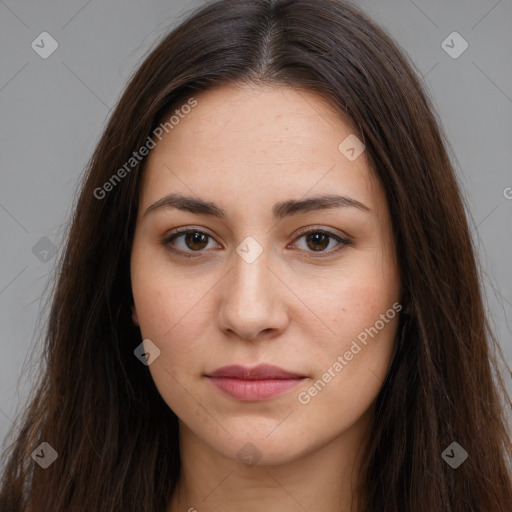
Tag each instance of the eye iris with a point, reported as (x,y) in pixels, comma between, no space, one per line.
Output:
(197,238)
(318,238)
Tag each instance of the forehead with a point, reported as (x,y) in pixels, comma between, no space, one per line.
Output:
(259,143)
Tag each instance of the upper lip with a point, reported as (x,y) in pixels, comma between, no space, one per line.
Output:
(262,371)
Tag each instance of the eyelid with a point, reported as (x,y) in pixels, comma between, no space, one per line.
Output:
(343,240)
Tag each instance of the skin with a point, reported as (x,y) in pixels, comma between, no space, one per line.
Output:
(246,148)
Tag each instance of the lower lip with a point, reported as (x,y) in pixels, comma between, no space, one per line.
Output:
(253,390)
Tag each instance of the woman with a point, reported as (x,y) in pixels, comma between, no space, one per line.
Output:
(269,297)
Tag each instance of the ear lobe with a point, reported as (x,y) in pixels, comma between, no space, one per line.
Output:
(134,315)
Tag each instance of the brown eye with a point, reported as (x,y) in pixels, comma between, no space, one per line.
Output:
(195,240)
(317,241)
(187,241)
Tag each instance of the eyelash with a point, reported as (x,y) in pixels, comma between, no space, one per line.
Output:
(167,241)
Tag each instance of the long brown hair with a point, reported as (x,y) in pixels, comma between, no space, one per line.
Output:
(97,405)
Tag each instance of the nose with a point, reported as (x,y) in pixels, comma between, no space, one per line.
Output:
(252,304)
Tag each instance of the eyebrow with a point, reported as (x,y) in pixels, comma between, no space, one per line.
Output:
(279,210)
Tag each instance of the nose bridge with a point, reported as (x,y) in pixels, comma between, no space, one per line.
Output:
(249,303)
(250,277)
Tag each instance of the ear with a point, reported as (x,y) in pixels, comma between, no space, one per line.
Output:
(134,315)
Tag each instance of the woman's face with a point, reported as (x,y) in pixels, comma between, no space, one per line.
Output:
(247,286)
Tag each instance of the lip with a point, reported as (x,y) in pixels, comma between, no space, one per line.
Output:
(261,382)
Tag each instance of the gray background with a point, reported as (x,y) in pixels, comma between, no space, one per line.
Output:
(53,111)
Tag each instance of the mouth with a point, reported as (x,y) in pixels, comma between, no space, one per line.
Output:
(254,384)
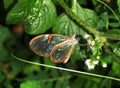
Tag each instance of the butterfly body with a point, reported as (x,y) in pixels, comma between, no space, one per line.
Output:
(57,46)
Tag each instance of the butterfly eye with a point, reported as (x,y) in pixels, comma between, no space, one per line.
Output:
(61,53)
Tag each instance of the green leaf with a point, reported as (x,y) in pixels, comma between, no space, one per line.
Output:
(2,77)
(7,3)
(113,31)
(6,42)
(118,3)
(64,25)
(31,84)
(36,15)
(116,68)
(87,15)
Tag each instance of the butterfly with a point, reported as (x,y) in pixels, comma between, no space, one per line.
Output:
(57,47)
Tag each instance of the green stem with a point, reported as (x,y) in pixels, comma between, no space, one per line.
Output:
(110,10)
(65,69)
(85,25)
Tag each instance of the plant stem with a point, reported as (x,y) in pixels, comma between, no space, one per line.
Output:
(65,69)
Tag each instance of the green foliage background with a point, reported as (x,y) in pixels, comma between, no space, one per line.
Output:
(57,17)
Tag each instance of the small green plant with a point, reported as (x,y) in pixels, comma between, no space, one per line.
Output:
(95,23)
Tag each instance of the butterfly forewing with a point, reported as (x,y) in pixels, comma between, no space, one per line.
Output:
(43,44)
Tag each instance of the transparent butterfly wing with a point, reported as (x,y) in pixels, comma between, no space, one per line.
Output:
(61,53)
(42,47)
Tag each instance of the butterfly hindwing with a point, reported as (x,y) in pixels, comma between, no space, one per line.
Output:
(43,44)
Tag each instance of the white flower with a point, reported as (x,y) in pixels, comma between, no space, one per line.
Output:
(104,65)
(95,62)
(86,36)
(90,64)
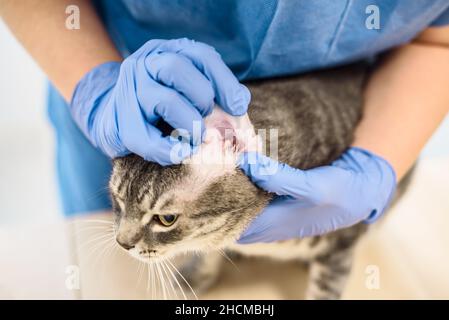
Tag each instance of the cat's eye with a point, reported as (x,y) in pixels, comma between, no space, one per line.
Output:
(167,219)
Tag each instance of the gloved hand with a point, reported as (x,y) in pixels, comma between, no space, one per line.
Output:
(117,105)
(356,187)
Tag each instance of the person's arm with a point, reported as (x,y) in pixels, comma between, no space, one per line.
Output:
(406,99)
(64,55)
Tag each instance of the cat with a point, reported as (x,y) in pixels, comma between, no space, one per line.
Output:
(164,211)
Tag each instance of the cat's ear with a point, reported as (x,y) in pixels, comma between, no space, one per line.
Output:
(237,131)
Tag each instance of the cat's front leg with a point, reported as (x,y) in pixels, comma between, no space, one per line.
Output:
(201,272)
(328,275)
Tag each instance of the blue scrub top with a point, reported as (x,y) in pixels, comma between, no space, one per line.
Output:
(256,39)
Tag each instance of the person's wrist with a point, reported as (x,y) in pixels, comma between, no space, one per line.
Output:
(90,94)
(387,189)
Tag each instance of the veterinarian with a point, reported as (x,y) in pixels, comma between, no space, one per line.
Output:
(113,78)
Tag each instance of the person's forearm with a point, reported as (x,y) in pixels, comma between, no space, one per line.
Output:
(406,99)
(65,55)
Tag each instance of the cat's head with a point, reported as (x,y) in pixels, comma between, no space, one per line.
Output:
(194,206)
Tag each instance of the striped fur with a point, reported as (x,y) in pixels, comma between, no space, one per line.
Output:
(315,115)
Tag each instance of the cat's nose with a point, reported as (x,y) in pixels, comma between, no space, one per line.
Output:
(124,245)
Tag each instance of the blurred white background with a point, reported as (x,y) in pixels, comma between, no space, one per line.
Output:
(410,248)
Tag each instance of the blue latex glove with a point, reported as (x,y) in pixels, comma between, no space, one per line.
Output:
(117,105)
(356,187)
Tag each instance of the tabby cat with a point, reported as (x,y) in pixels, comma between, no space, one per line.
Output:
(163,211)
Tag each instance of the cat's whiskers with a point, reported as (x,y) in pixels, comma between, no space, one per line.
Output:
(182,277)
(176,280)
(162,281)
(170,281)
(224,255)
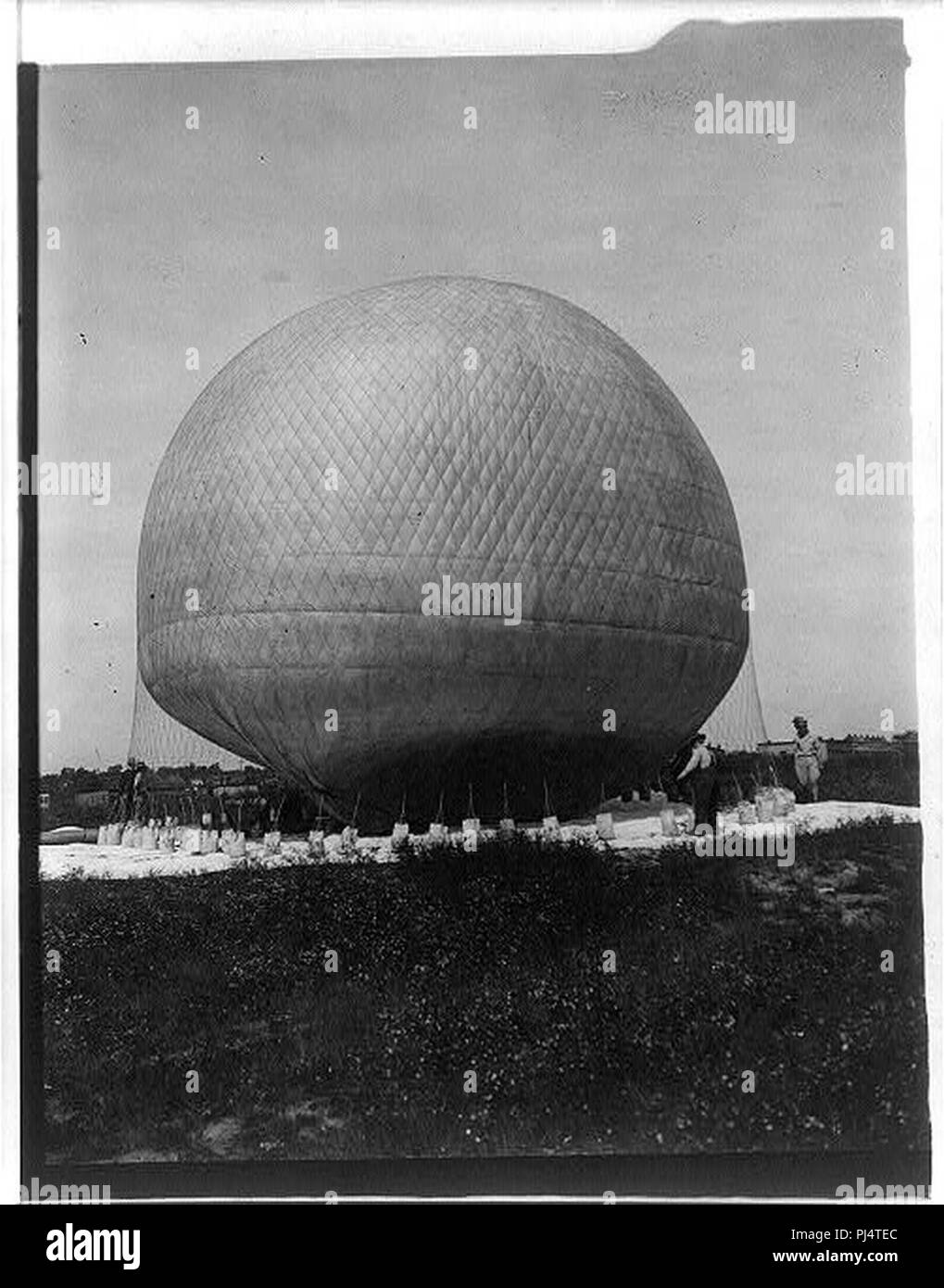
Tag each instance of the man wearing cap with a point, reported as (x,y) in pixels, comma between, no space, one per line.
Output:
(809,756)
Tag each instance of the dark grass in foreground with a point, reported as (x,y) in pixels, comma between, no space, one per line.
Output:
(494,964)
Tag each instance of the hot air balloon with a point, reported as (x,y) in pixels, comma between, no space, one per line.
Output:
(441,432)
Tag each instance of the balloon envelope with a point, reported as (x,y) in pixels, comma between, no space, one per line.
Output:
(369,448)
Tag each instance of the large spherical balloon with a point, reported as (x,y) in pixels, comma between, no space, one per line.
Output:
(369,448)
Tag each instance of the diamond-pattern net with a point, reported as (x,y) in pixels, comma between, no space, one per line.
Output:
(309,600)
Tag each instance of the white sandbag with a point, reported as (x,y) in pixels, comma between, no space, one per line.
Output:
(785,802)
(604,827)
(747,813)
(764,802)
(234,844)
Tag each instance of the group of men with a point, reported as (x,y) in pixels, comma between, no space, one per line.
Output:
(809,758)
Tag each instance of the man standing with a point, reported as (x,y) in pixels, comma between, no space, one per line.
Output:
(703,779)
(809,756)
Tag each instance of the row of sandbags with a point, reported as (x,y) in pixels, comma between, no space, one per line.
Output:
(171,839)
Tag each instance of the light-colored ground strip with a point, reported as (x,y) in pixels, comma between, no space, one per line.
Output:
(116,862)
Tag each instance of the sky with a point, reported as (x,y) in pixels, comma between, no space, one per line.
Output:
(175,238)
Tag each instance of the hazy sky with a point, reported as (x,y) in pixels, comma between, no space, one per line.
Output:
(175,238)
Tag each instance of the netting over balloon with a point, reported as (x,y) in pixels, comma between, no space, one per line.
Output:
(469,428)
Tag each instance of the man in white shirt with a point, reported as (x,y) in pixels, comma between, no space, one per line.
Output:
(809,756)
(705,781)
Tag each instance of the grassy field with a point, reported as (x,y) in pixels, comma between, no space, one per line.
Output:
(492,964)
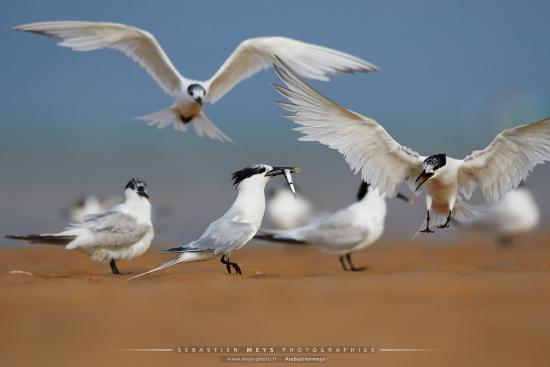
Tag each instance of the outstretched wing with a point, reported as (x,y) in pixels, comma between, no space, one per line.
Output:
(256,54)
(138,44)
(365,144)
(508,160)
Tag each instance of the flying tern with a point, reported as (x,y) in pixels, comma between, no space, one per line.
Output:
(250,57)
(237,226)
(343,231)
(367,147)
(514,215)
(121,233)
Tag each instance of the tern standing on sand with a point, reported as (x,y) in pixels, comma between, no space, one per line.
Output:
(237,226)
(367,147)
(343,231)
(250,57)
(286,211)
(121,233)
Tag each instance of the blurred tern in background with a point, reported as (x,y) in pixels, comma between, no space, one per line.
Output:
(286,211)
(367,147)
(121,233)
(343,231)
(88,205)
(237,226)
(514,215)
(250,57)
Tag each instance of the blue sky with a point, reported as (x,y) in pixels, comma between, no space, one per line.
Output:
(454,73)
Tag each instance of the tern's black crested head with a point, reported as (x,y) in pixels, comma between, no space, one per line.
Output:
(197,92)
(434,162)
(139,186)
(363,190)
(247,172)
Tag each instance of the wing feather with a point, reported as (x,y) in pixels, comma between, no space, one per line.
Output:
(256,54)
(366,145)
(138,44)
(508,160)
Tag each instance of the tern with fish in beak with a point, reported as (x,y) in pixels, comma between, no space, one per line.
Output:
(237,226)
(368,148)
(342,231)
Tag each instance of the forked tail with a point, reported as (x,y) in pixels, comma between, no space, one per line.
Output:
(201,124)
(172,261)
(278,236)
(463,212)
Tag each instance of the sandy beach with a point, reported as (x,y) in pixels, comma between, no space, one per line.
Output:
(472,302)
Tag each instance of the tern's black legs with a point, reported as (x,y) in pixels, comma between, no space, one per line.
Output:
(427,229)
(446,224)
(349,266)
(343,262)
(114,269)
(229,264)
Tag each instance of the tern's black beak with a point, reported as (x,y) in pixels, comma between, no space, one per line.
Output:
(281,170)
(400,196)
(422,178)
(287,172)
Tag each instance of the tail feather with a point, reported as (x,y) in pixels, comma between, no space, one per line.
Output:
(172,261)
(180,250)
(164,118)
(273,236)
(44,239)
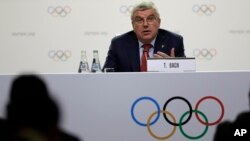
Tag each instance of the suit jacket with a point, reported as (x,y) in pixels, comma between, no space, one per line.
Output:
(124,56)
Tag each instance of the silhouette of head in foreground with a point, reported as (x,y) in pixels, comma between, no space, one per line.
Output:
(32,114)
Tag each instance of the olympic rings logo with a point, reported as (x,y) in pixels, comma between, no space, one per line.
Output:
(180,122)
(204,9)
(126,9)
(61,11)
(204,53)
(59,55)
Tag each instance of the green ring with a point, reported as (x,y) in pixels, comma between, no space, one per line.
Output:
(195,137)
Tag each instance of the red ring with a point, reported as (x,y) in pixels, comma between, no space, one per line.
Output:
(222,110)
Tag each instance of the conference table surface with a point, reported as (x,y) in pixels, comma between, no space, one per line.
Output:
(131,106)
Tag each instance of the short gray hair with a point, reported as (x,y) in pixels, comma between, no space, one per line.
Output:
(144,5)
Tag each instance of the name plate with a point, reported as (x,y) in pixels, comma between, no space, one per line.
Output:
(171,65)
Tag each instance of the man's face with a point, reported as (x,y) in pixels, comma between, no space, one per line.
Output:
(146,24)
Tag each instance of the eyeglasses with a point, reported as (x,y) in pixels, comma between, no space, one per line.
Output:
(140,20)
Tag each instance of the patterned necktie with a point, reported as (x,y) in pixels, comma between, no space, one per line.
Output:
(144,57)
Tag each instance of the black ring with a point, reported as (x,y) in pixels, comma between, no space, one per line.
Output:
(190,110)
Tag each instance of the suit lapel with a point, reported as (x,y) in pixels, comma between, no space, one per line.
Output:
(161,43)
(133,53)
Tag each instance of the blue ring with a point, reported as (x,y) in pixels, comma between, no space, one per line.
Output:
(157,106)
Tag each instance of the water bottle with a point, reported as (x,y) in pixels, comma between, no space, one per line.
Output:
(84,66)
(96,66)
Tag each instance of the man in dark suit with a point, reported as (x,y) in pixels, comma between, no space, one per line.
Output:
(125,51)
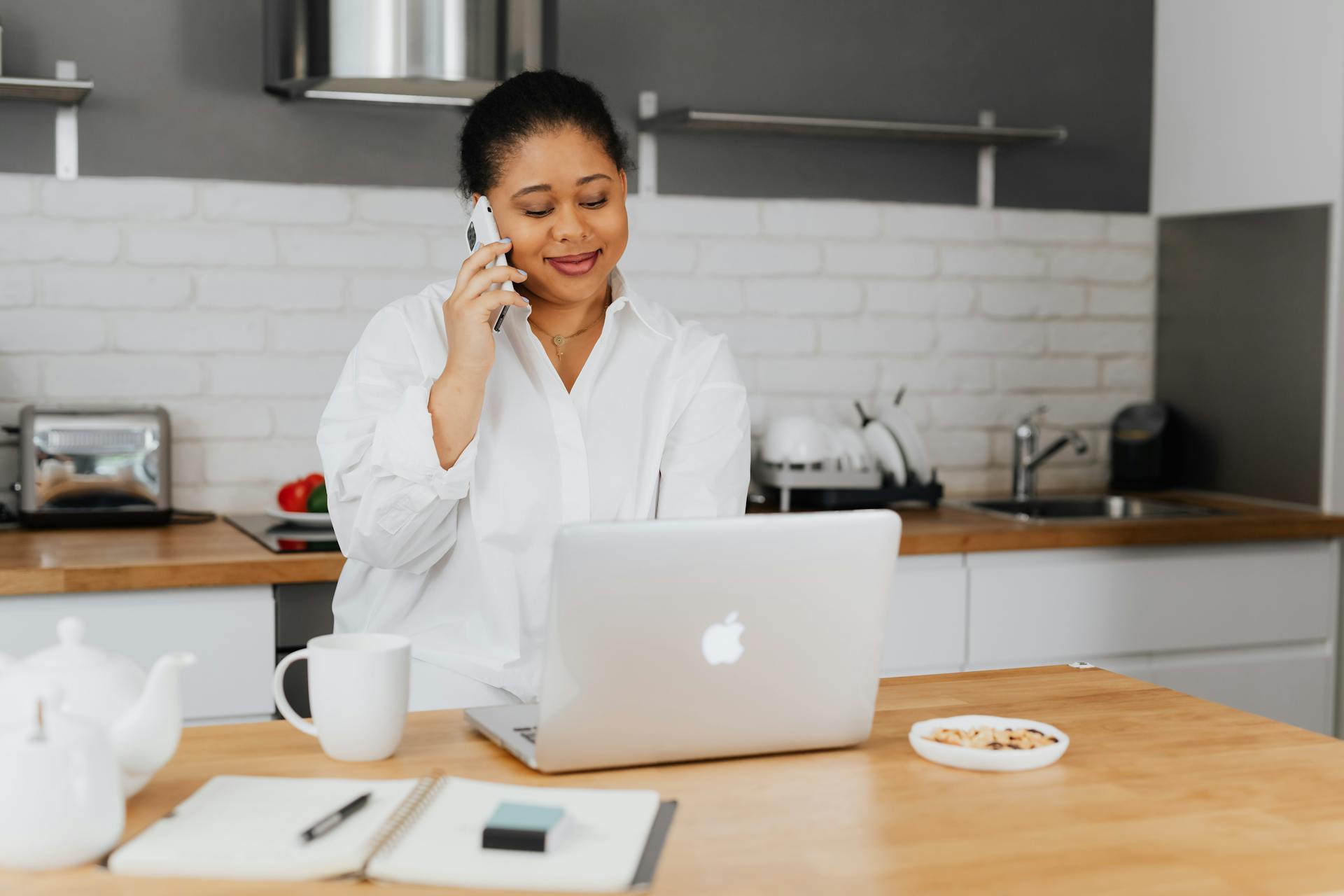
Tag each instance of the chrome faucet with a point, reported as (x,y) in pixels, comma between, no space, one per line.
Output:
(1026,458)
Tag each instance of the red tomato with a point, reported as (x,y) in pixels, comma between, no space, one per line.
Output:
(293,496)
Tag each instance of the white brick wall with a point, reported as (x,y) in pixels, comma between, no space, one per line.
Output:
(234,305)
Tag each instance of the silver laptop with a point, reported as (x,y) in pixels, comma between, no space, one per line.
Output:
(673,640)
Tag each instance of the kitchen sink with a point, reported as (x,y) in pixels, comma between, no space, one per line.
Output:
(1089,507)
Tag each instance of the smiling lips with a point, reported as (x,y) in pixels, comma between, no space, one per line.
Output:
(574,265)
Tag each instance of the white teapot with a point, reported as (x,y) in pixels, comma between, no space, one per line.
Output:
(61,801)
(141,715)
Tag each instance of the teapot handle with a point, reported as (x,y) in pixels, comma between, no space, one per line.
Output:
(281,703)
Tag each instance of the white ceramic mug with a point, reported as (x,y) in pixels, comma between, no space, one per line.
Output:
(358,685)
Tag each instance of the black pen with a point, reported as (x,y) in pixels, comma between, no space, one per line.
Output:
(335,818)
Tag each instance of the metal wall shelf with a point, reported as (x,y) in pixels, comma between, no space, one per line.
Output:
(986,133)
(698,120)
(45,89)
(66,92)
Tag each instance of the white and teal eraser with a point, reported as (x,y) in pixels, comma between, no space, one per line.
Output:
(522,827)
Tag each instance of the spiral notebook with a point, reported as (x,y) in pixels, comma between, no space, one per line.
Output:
(424,830)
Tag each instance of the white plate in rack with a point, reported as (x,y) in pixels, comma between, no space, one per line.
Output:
(911,445)
(986,760)
(316,520)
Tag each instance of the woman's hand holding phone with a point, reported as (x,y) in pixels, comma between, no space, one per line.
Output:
(470,312)
(456,398)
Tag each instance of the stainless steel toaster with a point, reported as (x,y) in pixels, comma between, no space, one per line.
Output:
(84,466)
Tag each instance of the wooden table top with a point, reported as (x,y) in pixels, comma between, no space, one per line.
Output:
(1158,793)
(217,554)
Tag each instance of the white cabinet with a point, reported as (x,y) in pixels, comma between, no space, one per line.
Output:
(1085,603)
(926,621)
(1249,625)
(230,629)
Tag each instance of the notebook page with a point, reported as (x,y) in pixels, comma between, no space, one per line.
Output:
(598,849)
(246,828)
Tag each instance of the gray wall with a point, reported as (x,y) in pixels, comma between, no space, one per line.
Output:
(179,94)
(1241,348)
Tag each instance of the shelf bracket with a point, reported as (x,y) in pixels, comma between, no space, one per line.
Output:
(648,147)
(67,128)
(986,166)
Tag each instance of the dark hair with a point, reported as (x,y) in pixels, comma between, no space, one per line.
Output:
(526,105)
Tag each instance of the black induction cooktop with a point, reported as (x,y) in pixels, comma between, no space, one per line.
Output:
(284,538)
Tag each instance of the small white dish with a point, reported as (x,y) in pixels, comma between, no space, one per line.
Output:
(986,760)
(855,450)
(911,444)
(886,449)
(799,440)
(323,520)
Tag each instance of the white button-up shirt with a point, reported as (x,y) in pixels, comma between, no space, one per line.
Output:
(460,559)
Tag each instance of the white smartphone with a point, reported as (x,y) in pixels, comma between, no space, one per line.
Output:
(480,232)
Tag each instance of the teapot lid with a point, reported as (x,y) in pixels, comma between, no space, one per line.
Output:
(71,652)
▬▬▬
**To do**
Word for word, quote the lines from the line containing "Tag each instance of the shelf" through the end of the material, both included, and nothing else.

**Result of the task**
Tag each instance of the shelf bracket with a point, reported as (x,y) in pixels, comma between, no space, one per line.
Output:
(648,147)
(67,128)
(986,166)
Tag each instance of the dark hair with a point, reported as (x,y) in pixels, comma between, no space, one per line.
Output:
(526,105)
Tag each instance of the black induction cooktop with a point, reported as (x,y) in pixels, comma between, no space, one per line.
Output:
(284,538)
Tag each instance of the small white dish with a point, reported as (x,y) in pixels, comma between, no space, one per line.
Output:
(986,760)
(855,450)
(911,444)
(886,449)
(799,440)
(323,520)
Tag each instance of the white button-up shirt with a point, reported as (x,y) in pixels, comma between, no space, one per line.
Output:
(460,559)
Tag each instance of the white smartphone with a point, reported as (x,y) in pixels, comma between, no space, one per line.
Output:
(480,232)
Tag each instance of the teapot lid with a point, reported as (x,y) in pixels, comma between, no space, one per line.
Output:
(71,652)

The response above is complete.